Exercise prompt: Reproduce word for word the part of the text on individualized copyediting style guides that runs from "When I create" up to and including "to marginalized groups?".

When I copyedit a chapter, article, dissertation or anything for a client, I create an individualized style guide for that project. That doesn’t mean that I’m creating the page design, and it doesn’t mean that I’m overriding the writer’s choice of APA or Chicago style. An individualized style guide is a way for me to edit faster while honoring the writer’s preferences.
Capitalization and phrasing reveal where your priorities lie and send a message with precise, carefully chosen language.
A personal style guide will always need to work in conjunction with other, published style manuals. The guide that I create will never be comprehensive enough to cover every grammar and punctuation question. However, published manuals tend to leave a lot of wiggle room. For example, in your dissertation, do you tend to capitalize the first word of each listed point? Or, do you prefer to treat the list as one long sentence? When writing a manual, does the organization prefer to capitalize job titles like Assistant Director? Are there some job titles that aren’t capitalized? Creating a guide for your document allows me to remember your preferences so that I can work more quickly. It also allows me to pick up where we left off if I’m working on a single chapter at a time.
When I create a style guide, I help organizations promote their personal brand and public image. Consistency across documents helps organizations look professional. For organizations and academic writers, capitalization and phrasing reveal where your priorities lie and send a message with precise, carefully chosen language. What positions are important enough to earn capitalizations? How do you choose to refer to marginalized groups?

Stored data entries
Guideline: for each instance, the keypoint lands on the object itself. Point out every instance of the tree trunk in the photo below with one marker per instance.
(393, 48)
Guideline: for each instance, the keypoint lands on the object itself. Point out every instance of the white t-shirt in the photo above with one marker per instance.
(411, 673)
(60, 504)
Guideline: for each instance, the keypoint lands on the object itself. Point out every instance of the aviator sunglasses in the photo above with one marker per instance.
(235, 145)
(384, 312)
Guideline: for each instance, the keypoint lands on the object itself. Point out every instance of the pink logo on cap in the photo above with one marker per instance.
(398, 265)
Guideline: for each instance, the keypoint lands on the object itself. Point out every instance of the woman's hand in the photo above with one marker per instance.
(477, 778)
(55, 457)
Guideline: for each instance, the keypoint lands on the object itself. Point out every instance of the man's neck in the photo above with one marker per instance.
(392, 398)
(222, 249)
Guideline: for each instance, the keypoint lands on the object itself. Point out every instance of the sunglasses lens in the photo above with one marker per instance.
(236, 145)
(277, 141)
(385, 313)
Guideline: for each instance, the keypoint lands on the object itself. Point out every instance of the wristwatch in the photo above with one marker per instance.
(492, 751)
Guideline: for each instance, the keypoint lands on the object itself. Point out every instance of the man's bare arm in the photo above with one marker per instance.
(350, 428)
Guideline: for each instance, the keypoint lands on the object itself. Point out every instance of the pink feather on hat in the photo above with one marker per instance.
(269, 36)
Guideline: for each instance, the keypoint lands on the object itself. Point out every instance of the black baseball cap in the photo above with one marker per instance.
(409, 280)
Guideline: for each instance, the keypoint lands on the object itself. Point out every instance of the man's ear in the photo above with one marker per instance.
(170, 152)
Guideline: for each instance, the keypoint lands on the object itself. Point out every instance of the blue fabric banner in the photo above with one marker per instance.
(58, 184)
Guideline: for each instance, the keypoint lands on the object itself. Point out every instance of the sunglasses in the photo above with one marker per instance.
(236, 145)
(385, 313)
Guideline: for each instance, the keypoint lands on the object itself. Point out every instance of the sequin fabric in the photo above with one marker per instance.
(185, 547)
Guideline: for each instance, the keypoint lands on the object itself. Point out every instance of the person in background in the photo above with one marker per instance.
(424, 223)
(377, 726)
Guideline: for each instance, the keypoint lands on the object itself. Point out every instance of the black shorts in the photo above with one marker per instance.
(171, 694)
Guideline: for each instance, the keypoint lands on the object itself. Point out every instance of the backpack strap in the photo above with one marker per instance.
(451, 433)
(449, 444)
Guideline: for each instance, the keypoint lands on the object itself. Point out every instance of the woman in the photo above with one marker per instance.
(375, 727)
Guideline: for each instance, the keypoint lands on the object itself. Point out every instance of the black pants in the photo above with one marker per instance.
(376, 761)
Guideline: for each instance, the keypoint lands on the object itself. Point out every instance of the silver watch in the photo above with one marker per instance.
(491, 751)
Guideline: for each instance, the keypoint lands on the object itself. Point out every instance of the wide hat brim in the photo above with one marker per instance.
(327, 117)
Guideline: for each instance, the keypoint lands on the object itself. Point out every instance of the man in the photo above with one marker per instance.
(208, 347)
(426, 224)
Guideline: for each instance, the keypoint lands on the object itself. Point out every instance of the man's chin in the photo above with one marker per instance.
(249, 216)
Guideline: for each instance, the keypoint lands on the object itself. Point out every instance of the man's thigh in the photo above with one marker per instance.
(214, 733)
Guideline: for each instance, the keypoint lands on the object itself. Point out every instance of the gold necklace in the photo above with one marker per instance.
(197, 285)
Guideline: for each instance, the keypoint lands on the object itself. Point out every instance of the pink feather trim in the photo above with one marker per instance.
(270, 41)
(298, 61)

Problem solution:
When I create a style guide, I help organizations promote their personal brand and public image. Consistency across documents helps organizations look professional. For organizations and academic writers, capitalization and phrasing reveal where your priorities lie and send a message with precise, carefully chosen language. What positions are important enough to earn capitalizations? How do you choose to refer to marginalized groups?